» **Your instructions**
Copy out every line from the records that includes "find".

» **Input for this task**
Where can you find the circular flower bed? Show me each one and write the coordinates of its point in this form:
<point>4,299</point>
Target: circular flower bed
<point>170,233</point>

...

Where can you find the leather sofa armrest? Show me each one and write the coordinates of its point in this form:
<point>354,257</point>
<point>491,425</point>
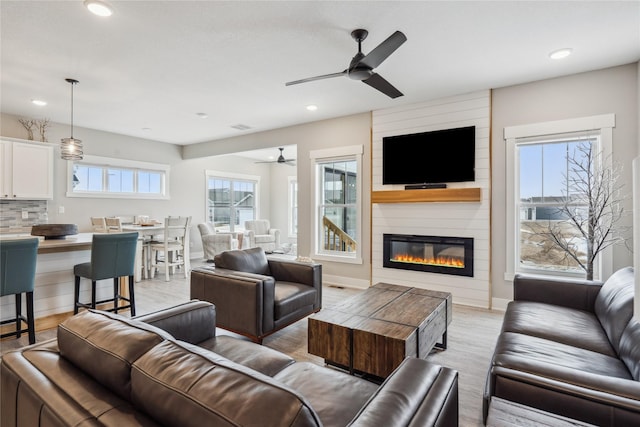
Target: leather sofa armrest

» **Finished task**
Where can you find the circular flower bed? Show me each one and write the coordinates of its point in this form:
Where can you find the leather sofa armrest? Show me each one and write the coordinates of its point in this form:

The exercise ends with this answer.